[Begin Dataset records]
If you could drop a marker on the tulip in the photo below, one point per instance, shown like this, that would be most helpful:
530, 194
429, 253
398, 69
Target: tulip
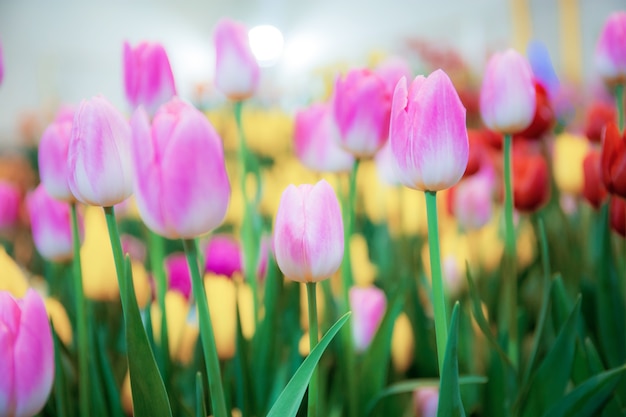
[End Dataset records]
# What is being asked
Retype every line of the entries above, leaving out the pictures.

# Written solution
If you could drop a marker on the tulip in the photo below, one point per instance, shown like this, that would be most helpful:
530, 194
429, 253
398, 69
Target: tulip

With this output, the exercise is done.